Tasks for this exercise →
A. In the forum thread on regex tools below, on what computer platform does Regex Buddy not run?
B. Translate this sentence from the regex tools thread below into Spanish: "Escape sequences and such things will vary to a degree between different RegEx flavors."

Document passage →
○ ○ ○
It's worth noting, though, that this only runs the JavaScript style Regular
Expressions. Escape sequences and such things will vary to a degree between
different RegEx flavors. So keep that in mind if you use this tool to trouble
shoot any patterns for other languages with this tool.

------
tommy_mcclung
My last startup was a company called IMSafer <http://www.imsafer.com>. We
built an entire product around extensive and extremely complicated regex's to
find patterns of language that might indicate a sexual predator going after a
kid. The only tool that was useful to me was Regex Buddy
<http://www.regexbuddy.com>. Downside is that it doesn't run on the Mac, but
I'm telling you for creating and debugging regular expressions it is THE tool
to use. We had to optimize not only for matching, but for performance and as
you know if you write your regex's wrong, you can kill performance. Regex
Buddy has a debug mode that lets you see all the steps taken by the regex and
lets you find ways to optimize. Highly recommended.

------
yeahit
I use this - try example 4:

<http://en.gibney.org/calculator/>

------
mkyc
See also <http://regexpal.com/>

------
songism
i prefer <http://www.gskinner.com/RegExr/>

mouse over each part of your regular expression to see what it does

------
gojomo
Very pretty!

My own take on the same tool also uses jQuery, plus an invisible embedded Java
applet to (1) have access to Java's expanded regex syntax, and (2) enable
step-by-step animation of probes of the input text used to discover matches.
Try it at:

<http://regex.powertoy.org>
○ ○ ○
Record list →

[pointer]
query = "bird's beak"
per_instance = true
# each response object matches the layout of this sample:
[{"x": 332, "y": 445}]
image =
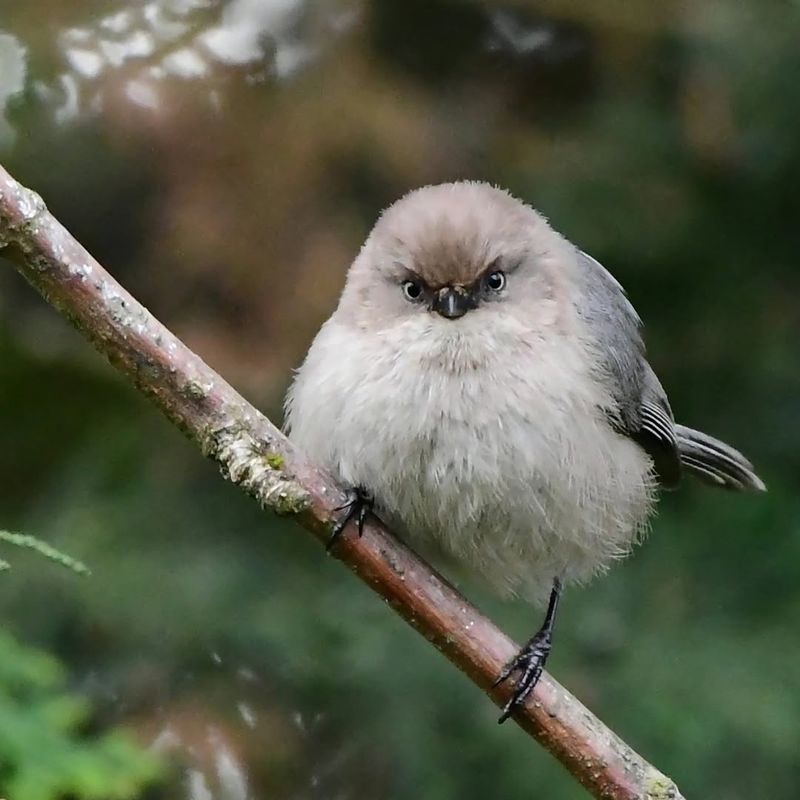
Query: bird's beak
[{"x": 452, "y": 302}]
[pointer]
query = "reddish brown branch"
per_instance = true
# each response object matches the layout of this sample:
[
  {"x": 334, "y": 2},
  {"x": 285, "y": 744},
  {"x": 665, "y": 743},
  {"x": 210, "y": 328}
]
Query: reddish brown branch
[{"x": 254, "y": 454}]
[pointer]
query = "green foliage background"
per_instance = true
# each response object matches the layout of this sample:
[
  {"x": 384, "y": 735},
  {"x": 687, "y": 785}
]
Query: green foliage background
[{"x": 663, "y": 138}]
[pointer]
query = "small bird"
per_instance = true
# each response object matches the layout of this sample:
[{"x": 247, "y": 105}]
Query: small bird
[{"x": 483, "y": 385}]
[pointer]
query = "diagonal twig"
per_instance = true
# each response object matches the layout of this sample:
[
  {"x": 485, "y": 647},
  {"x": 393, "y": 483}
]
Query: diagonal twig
[{"x": 254, "y": 454}]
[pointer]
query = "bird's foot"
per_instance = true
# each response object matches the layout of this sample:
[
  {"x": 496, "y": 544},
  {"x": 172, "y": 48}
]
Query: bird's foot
[
  {"x": 529, "y": 663},
  {"x": 358, "y": 507}
]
○ ○ ○
Per-task outputs →
A. It does not run on the Mac.

B. Las secuencias de escape y cosas similares variarán en cierta medida entre los distintos tipos de RegEx.